*Written instruction A*: In the rows further down, retype the lines from the line containing "the blue truck" to the line containing "<point>953,64</point>", including both of those lines.

Context and Analysis

The ten works stand individually as meditations on the essential qualities of color and form; taken together, they work to investigate repetition. While these ideas are trademarks of the loose art-historical movement called Minimalism, Judd actively resisted using this term to describe his practice. Instead, he preferred his own formulation, specific objects. 1


Judd used cadmium red in both his two-dimensional and three-dimensional works from the earliest stages of his career. 2 He learned woodblock printing from his father, Roy Clarence Judd. 3 Although he made prints throughout his lifetime, Donald Judd felt that “few people are interested in them. They are not big and heroic enough . . . They are only paper.” 4 He used the process of printmaking as a site for experimentation directly linked to his work in three dimensions. The reproducibility of prints, he felt, paralleled the industrial processes and materials of his sculpture, the works for which he is best known.

*Written instruction B*:
Answer these about the text on Donald Judd's work:
(i) What term did Judd prefer for his practice instead of Minimalism?
(ii) Who taught Judd woodblock printing?
(iii) What color did Judd use from the earliest stages of his career?

*Excerpted records*:
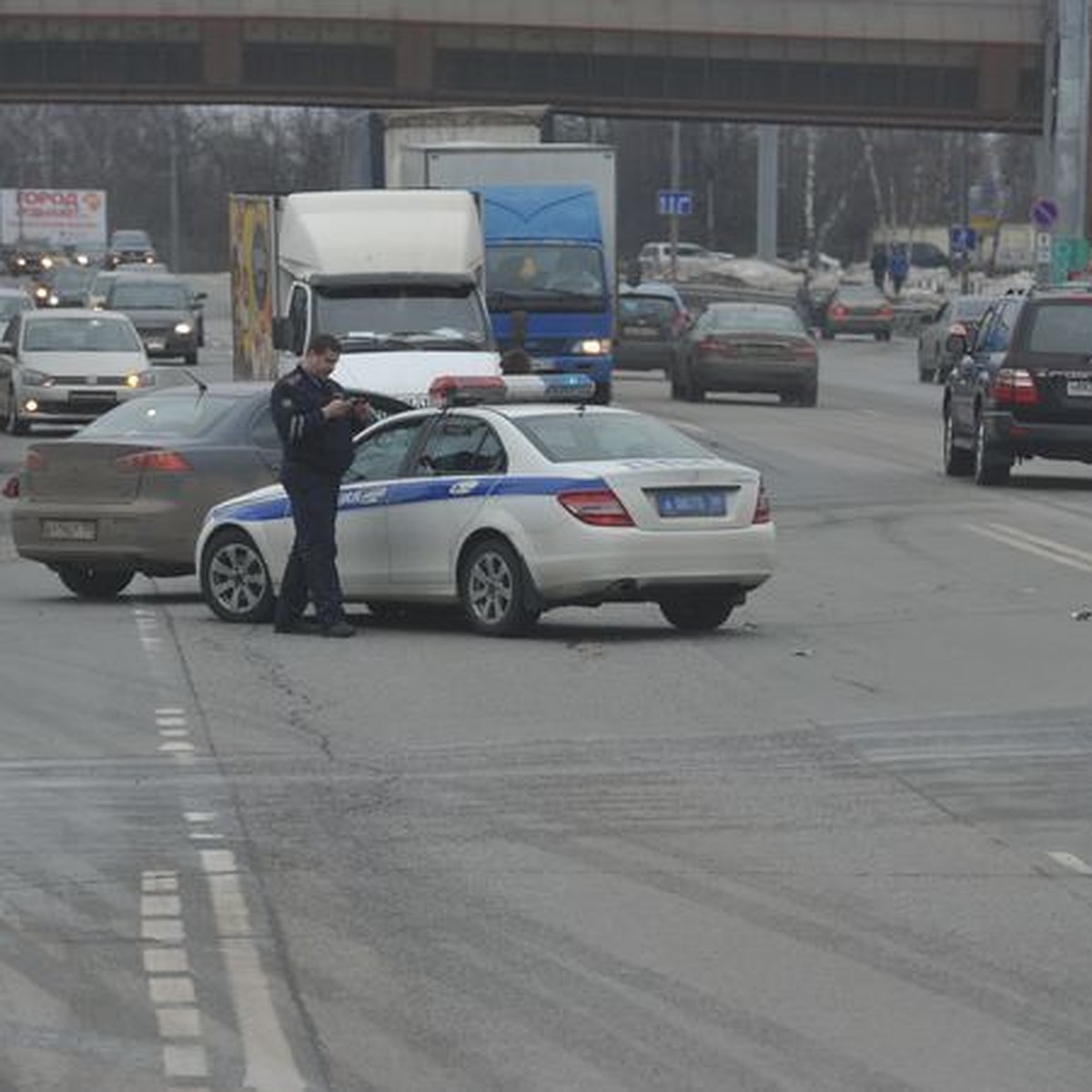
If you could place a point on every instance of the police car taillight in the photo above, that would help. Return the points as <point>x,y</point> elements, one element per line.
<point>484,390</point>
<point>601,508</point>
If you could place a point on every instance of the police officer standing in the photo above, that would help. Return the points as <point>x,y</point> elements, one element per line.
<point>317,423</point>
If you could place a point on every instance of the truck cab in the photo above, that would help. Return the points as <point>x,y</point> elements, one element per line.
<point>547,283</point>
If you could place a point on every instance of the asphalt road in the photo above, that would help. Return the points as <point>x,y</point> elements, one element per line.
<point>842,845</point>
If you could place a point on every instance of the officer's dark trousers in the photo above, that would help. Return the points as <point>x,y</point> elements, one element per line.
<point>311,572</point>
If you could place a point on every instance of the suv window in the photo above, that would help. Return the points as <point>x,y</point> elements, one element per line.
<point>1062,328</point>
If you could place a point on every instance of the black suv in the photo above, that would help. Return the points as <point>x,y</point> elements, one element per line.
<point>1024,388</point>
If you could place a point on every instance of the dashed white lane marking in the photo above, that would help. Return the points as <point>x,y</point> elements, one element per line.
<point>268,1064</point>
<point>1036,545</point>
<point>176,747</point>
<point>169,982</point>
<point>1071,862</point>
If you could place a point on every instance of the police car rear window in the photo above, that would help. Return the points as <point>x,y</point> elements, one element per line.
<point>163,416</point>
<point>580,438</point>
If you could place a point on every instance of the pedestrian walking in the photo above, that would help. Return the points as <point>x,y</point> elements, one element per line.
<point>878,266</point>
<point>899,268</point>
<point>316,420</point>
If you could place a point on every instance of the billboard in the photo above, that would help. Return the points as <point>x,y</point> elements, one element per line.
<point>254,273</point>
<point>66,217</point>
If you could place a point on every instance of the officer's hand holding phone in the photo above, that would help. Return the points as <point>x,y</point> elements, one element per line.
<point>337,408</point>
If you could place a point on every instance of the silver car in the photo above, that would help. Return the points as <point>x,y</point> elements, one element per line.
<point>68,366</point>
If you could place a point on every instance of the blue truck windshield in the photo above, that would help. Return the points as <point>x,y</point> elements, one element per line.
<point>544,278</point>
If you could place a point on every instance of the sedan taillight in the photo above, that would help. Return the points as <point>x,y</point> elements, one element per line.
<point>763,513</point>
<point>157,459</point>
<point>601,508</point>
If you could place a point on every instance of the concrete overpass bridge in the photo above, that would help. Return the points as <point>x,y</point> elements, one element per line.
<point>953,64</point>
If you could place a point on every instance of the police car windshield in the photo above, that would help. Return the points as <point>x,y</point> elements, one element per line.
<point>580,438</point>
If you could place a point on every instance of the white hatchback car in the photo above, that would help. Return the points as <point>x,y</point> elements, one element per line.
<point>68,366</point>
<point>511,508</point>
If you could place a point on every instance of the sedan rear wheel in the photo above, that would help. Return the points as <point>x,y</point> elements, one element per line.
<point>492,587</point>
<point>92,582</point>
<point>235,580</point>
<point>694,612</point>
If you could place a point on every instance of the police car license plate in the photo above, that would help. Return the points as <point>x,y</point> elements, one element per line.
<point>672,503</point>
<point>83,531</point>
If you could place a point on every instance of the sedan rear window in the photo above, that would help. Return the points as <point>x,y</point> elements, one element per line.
...
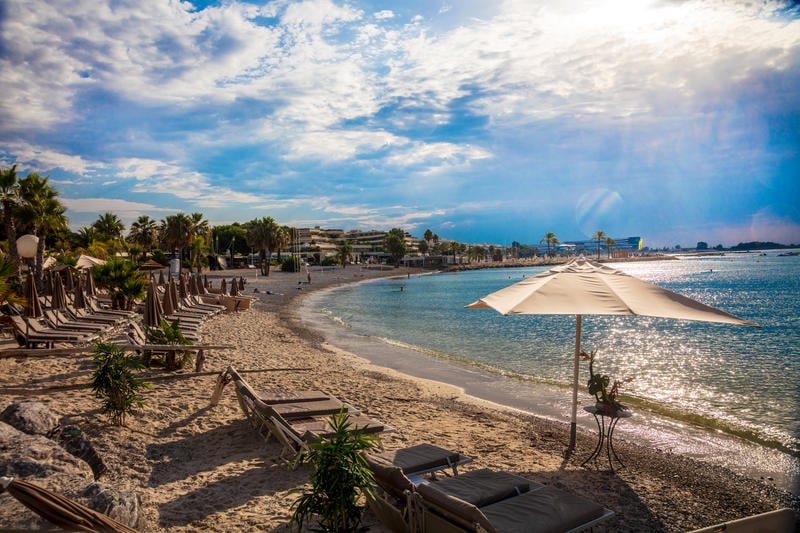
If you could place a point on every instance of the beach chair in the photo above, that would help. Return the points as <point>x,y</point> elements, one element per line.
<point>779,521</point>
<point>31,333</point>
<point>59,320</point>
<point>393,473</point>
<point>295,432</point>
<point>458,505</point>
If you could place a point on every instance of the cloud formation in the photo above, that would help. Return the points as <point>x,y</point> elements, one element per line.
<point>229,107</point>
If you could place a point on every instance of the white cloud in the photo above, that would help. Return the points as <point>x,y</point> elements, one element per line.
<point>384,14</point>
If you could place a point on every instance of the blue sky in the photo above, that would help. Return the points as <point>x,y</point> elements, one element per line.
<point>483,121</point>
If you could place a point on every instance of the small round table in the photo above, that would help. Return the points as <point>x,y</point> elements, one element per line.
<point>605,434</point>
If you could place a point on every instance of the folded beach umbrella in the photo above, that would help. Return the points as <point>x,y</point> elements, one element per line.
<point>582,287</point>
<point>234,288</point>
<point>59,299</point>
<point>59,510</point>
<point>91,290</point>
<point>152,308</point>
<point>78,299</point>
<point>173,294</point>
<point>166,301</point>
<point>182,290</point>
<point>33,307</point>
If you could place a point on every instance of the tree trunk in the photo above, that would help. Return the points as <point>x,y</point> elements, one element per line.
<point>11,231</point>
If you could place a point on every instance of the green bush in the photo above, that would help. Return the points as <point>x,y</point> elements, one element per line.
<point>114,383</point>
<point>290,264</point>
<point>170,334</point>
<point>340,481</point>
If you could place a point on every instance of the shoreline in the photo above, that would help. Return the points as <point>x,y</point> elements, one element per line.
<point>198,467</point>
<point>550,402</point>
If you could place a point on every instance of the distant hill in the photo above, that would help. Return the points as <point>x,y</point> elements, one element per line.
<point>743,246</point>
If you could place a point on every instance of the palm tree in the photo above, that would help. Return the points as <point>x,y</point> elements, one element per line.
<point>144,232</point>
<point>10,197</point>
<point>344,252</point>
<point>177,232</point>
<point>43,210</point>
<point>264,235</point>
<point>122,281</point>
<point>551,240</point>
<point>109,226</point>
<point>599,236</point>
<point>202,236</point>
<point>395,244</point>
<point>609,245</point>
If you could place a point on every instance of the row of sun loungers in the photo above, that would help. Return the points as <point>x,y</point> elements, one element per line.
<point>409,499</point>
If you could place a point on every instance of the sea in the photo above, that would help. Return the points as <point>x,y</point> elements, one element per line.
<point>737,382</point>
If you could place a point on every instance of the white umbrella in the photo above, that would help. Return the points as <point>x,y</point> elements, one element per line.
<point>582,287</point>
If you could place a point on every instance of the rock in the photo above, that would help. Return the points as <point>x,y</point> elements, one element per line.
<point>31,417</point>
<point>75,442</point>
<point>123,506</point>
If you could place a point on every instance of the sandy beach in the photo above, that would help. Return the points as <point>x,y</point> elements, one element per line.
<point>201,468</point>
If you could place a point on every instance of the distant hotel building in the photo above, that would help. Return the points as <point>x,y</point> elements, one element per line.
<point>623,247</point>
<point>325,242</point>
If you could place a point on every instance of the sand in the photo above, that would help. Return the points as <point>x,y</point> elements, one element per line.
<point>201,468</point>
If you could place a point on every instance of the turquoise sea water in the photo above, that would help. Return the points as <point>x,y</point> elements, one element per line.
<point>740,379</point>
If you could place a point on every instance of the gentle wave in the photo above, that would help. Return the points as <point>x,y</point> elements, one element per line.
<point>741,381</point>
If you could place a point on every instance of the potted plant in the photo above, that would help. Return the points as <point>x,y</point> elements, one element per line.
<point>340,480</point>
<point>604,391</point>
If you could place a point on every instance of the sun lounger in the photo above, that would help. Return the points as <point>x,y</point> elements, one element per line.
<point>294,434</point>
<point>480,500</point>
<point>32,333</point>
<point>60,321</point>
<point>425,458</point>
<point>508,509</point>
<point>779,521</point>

*Solution A*:
If you could place a point on every instance of the blue truck windshield in the photo above, that would help. Return the points as <point>x,y</point> elements, one element per line.
<point>544,278</point>
If you could place a point on every instance of the sedan taillight in the photo above, that would help. Return the points as <point>x,y</point> elements, one element per line.
<point>763,513</point>
<point>157,459</point>
<point>601,508</point>
If you could place a point on every instance of the concrete overpass bridge in the photo above, that would help. Return the points as <point>x,y</point> elements, one element per line.
<point>953,64</point>

*Solution B*:
(i) Specific objects.
(ii) His father, Roy Clarence Judd.
(iii) Cadmium red.